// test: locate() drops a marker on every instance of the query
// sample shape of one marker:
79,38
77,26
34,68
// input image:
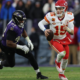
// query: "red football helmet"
61,3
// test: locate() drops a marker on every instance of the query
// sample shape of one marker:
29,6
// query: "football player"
10,43
60,22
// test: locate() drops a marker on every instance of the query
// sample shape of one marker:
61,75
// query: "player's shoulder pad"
70,15
12,26
49,16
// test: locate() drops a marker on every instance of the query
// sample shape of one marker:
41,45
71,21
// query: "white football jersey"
56,25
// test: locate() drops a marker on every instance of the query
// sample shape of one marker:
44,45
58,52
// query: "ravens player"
10,43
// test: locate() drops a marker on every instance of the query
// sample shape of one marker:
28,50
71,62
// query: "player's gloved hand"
23,48
30,43
46,32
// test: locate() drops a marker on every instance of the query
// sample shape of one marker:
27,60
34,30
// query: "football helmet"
19,18
61,4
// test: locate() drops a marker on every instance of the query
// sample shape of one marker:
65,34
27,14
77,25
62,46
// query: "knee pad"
63,53
66,56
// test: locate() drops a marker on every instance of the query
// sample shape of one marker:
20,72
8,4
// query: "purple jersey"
13,27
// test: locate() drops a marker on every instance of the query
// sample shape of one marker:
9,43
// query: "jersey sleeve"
47,18
11,35
71,20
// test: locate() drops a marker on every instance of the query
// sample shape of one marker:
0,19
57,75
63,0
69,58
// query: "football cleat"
40,76
62,77
59,69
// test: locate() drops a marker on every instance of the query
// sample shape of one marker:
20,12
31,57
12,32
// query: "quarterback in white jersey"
60,22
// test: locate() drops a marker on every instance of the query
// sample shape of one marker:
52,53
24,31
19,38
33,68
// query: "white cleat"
59,69
62,77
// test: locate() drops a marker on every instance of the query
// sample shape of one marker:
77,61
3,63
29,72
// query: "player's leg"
33,62
10,58
64,63
61,53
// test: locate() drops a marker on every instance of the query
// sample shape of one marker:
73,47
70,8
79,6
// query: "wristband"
69,30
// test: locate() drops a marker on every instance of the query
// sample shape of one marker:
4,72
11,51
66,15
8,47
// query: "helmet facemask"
19,18
60,11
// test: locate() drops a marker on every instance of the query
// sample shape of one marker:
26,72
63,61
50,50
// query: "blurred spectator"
20,5
52,59
36,11
73,47
28,7
14,4
70,5
78,34
49,7
35,40
42,2
76,4
7,10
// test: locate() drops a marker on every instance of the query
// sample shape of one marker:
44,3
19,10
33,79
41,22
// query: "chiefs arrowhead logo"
53,19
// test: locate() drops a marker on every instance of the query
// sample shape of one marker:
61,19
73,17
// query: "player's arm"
70,28
41,25
11,35
24,34
10,38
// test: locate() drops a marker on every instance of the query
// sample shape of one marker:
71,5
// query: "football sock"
37,71
64,65
32,61
0,62
60,56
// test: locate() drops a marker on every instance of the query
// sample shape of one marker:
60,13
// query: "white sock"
60,56
0,62
64,65
37,71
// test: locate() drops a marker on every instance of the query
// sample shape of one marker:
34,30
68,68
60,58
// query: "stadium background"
35,10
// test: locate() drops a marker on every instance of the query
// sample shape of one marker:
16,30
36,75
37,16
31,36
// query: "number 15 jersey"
56,25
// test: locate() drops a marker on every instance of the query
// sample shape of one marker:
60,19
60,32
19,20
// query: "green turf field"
27,73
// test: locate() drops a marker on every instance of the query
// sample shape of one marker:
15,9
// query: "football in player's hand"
50,36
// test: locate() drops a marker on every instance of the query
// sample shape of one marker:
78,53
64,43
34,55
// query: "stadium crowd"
35,10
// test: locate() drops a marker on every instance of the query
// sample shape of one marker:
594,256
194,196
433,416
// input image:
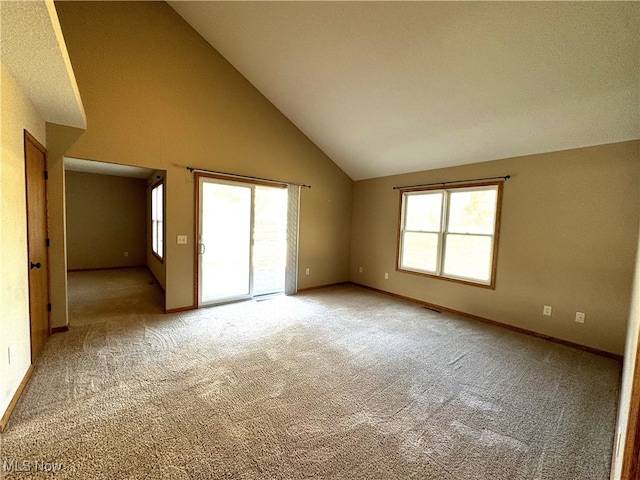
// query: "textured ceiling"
33,50
393,87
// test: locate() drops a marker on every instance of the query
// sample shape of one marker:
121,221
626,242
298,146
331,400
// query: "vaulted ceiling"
393,87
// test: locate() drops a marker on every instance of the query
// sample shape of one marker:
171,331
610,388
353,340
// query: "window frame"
443,232
159,255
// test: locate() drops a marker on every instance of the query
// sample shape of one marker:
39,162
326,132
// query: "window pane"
423,212
420,251
159,211
156,219
468,256
472,211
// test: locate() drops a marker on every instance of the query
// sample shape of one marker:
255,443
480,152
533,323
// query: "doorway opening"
242,240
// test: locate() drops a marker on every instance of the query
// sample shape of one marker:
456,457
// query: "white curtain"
293,210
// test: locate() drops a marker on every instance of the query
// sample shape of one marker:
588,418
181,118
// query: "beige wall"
630,354
157,95
106,217
17,114
568,239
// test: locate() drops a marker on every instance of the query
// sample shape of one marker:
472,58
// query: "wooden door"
37,238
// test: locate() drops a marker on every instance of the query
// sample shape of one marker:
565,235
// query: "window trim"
159,256
442,234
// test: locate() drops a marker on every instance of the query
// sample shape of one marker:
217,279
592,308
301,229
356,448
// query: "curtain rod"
246,177
506,177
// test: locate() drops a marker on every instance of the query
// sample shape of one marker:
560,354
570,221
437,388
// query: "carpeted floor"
338,383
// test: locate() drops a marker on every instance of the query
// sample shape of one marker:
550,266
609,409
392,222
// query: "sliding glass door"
242,240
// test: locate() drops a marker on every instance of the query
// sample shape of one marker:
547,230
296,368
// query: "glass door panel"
225,242
269,240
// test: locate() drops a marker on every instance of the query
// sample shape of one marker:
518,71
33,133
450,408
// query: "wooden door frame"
28,138
630,457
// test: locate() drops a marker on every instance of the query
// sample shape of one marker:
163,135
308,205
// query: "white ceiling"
393,87
103,168
33,50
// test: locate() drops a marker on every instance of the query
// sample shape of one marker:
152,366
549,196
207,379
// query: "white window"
157,220
451,232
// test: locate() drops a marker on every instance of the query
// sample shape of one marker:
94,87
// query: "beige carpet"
339,383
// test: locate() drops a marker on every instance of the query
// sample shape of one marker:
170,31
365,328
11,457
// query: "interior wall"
568,236
157,95
106,221
17,114
628,373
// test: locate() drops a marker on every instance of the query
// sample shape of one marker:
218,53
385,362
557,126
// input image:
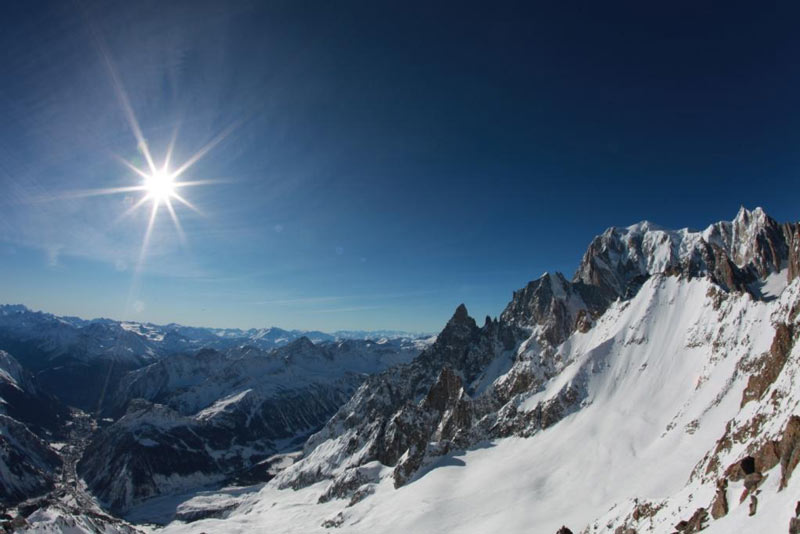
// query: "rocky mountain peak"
461,316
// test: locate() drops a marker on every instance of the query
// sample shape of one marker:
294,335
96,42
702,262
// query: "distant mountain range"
655,391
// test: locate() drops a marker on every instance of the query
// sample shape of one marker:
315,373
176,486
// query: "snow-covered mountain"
81,360
194,420
27,419
656,391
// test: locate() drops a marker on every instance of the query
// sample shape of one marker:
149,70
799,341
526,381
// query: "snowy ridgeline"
656,391
663,375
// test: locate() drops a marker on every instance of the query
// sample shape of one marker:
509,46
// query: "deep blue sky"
388,159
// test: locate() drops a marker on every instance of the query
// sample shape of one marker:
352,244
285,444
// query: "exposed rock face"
470,385
719,507
771,364
27,415
733,254
27,463
790,449
696,523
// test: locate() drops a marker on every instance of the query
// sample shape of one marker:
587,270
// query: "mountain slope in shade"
28,418
191,421
636,387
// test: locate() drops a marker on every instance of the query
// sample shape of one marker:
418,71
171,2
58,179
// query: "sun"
160,185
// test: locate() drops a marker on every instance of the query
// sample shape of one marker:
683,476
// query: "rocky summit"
654,391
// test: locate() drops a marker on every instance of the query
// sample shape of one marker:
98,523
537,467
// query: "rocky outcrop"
719,507
789,449
27,464
470,384
218,415
771,364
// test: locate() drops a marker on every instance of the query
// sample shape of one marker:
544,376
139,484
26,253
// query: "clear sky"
383,161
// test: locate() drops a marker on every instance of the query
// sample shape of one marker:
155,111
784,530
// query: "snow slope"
662,382
640,387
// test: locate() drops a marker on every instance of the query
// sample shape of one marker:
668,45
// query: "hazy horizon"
361,166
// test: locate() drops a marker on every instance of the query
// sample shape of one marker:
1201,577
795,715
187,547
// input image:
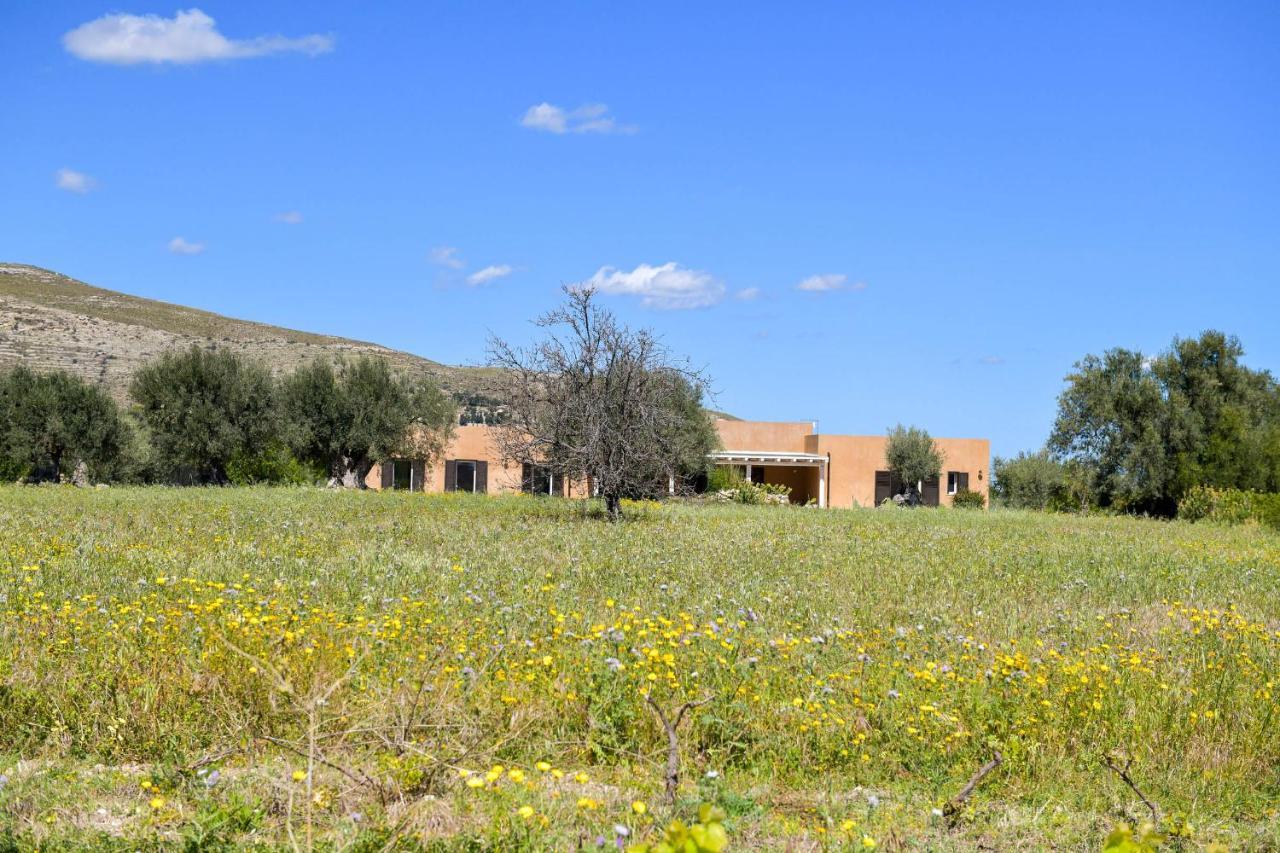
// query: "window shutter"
883,487
929,495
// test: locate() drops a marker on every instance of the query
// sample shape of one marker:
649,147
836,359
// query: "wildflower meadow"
312,669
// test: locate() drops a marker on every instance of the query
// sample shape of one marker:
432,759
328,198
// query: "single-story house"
830,470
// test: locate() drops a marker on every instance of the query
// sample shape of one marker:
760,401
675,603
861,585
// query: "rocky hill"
51,322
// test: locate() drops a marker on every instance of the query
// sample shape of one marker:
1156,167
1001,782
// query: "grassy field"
369,671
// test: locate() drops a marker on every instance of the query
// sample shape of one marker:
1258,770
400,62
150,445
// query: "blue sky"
860,214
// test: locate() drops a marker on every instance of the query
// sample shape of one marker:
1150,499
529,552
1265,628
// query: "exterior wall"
763,434
470,442
850,473
855,459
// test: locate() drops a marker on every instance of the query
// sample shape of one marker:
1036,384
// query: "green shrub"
272,465
13,470
723,477
1229,506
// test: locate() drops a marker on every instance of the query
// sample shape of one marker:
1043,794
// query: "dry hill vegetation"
50,322
286,667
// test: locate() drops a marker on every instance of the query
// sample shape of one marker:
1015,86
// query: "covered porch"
804,473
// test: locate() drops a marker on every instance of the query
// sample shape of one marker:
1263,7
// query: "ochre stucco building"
828,470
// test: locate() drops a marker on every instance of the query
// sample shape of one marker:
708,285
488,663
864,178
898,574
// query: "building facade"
826,470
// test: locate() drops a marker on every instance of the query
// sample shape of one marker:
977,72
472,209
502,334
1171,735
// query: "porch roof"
766,457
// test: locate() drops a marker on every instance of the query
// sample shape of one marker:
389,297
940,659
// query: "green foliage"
1029,482
272,465
755,493
50,423
1144,430
707,835
344,418
202,407
1229,506
913,456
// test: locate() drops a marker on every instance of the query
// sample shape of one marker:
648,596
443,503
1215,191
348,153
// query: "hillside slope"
51,322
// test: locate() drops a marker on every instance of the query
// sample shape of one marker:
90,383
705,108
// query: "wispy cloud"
73,181
190,36
830,282
182,246
489,274
447,256
670,286
589,118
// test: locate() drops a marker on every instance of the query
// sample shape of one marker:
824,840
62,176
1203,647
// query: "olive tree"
595,401
50,424
346,416
202,407
913,457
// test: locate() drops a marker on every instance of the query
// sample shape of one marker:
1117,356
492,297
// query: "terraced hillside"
53,322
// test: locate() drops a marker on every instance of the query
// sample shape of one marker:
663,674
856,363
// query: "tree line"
593,402
213,416
1138,433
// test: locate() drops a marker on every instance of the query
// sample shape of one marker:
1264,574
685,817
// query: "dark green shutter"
929,493
883,483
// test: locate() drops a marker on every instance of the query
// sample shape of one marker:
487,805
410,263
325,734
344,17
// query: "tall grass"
496,671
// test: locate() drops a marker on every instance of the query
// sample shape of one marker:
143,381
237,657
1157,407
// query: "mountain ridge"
53,322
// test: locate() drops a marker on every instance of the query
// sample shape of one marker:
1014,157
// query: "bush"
1229,506
739,491
273,465
1029,482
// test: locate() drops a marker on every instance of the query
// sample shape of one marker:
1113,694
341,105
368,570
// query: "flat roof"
767,456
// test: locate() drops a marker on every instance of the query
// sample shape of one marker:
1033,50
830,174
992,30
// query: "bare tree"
600,402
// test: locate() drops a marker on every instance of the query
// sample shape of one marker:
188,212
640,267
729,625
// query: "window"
466,477
538,480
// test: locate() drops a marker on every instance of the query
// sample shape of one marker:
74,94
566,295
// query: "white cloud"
489,274
181,246
589,118
73,181
670,286
830,282
447,256
190,36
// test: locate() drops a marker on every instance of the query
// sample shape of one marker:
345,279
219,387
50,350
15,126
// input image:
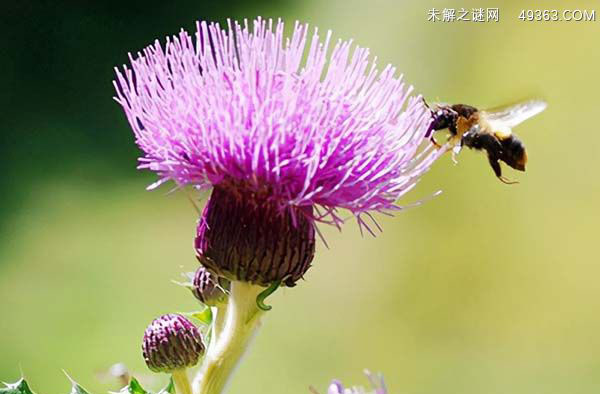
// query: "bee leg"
434,142
495,164
455,151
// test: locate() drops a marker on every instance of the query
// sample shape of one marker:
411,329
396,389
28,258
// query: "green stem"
241,321
182,384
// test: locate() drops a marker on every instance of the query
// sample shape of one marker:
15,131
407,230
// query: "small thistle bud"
242,235
171,342
208,288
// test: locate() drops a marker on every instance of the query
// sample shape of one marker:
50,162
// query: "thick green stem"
182,384
242,319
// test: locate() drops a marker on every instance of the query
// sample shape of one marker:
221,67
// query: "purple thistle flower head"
171,342
284,128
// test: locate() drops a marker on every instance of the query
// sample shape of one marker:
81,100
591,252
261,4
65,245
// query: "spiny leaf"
134,387
205,315
19,387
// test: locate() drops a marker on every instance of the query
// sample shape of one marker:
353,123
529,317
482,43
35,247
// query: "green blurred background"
487,288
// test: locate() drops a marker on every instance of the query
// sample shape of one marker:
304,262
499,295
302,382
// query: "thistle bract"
171,342
287,131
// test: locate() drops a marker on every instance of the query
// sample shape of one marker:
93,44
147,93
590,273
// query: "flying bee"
488,130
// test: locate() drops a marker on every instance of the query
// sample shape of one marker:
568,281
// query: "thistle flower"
207,288
171,342
284,134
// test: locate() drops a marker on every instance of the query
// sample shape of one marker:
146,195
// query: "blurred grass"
486,288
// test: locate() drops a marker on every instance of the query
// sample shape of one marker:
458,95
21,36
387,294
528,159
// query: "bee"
486,130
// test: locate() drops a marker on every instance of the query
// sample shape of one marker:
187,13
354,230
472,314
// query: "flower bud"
208,288
245,236
171,342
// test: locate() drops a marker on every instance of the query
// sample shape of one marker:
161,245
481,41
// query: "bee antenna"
507,181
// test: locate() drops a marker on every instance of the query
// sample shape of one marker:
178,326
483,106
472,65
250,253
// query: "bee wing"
509,117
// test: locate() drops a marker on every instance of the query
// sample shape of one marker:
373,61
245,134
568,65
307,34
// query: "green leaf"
76,387
205,315
169,388
134,387
20,387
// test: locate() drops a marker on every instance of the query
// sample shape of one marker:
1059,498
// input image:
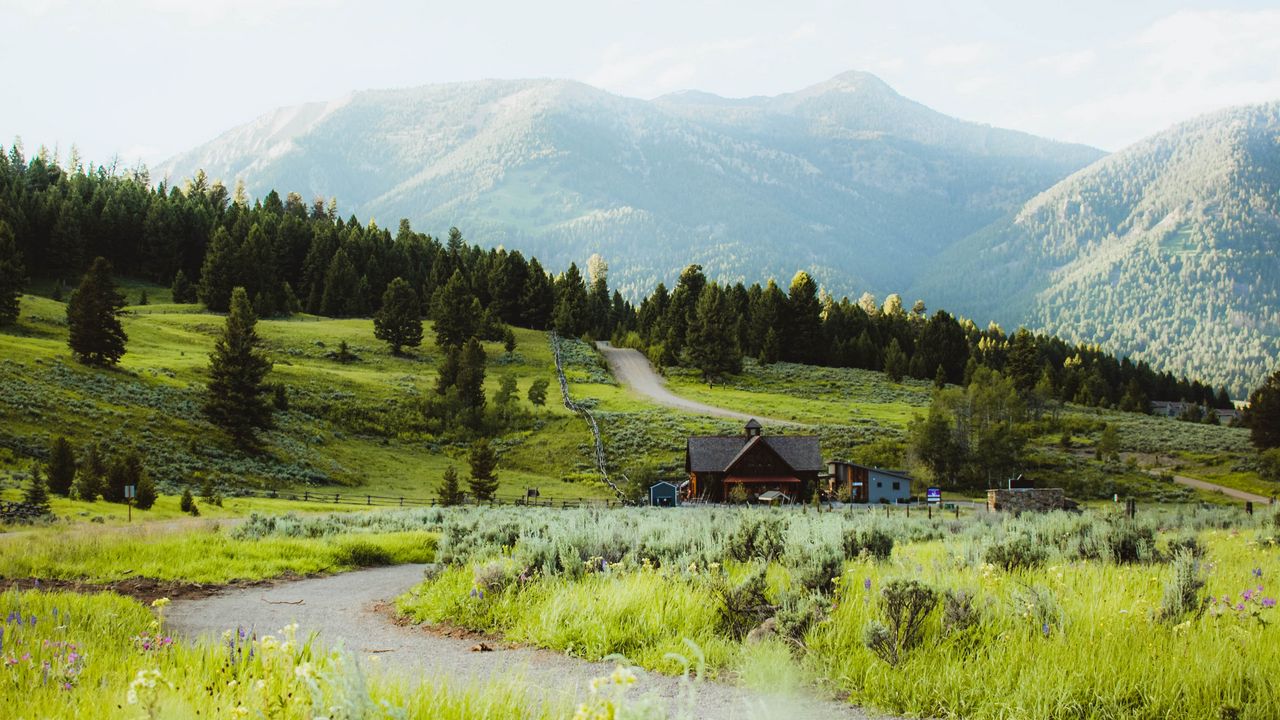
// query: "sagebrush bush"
904,606
1182,595
1018,551
871,540
743,605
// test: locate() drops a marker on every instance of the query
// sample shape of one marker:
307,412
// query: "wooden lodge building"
758,463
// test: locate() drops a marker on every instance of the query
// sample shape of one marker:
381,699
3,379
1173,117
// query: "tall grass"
202,555
1068,624
67,655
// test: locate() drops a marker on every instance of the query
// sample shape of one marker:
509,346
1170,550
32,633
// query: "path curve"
1229,492
352,609
632,369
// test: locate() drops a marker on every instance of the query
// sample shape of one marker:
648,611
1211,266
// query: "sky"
144,80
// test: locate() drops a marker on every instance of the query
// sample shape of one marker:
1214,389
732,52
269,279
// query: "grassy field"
213,552
350,425
1056,616
69,655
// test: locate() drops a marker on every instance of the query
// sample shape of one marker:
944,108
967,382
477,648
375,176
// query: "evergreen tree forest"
296,255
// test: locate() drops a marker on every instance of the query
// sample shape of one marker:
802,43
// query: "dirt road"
352,609
634,370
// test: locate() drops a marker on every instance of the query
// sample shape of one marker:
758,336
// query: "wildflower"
622,677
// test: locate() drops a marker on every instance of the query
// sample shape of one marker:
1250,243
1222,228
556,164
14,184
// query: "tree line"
291,255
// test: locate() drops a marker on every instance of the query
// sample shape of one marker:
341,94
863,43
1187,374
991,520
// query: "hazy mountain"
846,177
1168,250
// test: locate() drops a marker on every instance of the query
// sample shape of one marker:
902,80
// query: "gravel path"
1229,492
352,609
632,369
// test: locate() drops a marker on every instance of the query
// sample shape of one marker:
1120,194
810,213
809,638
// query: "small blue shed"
663,495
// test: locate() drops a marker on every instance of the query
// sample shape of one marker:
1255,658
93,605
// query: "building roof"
716,454
871,469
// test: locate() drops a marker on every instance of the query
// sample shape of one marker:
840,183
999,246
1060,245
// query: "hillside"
846,177
1168,251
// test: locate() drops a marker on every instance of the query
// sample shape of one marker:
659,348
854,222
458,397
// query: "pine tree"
470,382
36,493
803,329
13,276
449,491
146,492
769,349
218,272
712,338
456,313
1264,414
92,317
895,361
182,290
484,461
186,502
91,478
397,322
236,400
538,392
62,466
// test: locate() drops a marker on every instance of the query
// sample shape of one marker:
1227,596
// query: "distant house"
663,495
754,461
1175,409
869,484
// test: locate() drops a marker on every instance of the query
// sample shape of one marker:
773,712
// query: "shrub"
187,502
904,607
959,613
873,541
1016,551
362,554
796,613
818,568
493,577
1183,588
743,606
757,537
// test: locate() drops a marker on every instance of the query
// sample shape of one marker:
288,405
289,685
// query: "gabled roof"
716,454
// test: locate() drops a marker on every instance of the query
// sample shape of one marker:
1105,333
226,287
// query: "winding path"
632,369
353,609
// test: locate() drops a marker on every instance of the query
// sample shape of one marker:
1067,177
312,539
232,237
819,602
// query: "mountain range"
1164,250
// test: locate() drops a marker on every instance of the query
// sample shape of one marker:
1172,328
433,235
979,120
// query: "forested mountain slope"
1165,251
845,177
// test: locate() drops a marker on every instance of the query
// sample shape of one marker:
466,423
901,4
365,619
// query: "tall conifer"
237,396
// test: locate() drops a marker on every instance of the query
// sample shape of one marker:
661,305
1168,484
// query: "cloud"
664,69
1180,67
803,32
964,54
1069,64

****************

Written task – Show every line of the material that contains the string "hillside", copying each line in full. Case counts.

Response to the task –
// query: "hillside slope"
// query: "terraced hillside"
// query: "hillside"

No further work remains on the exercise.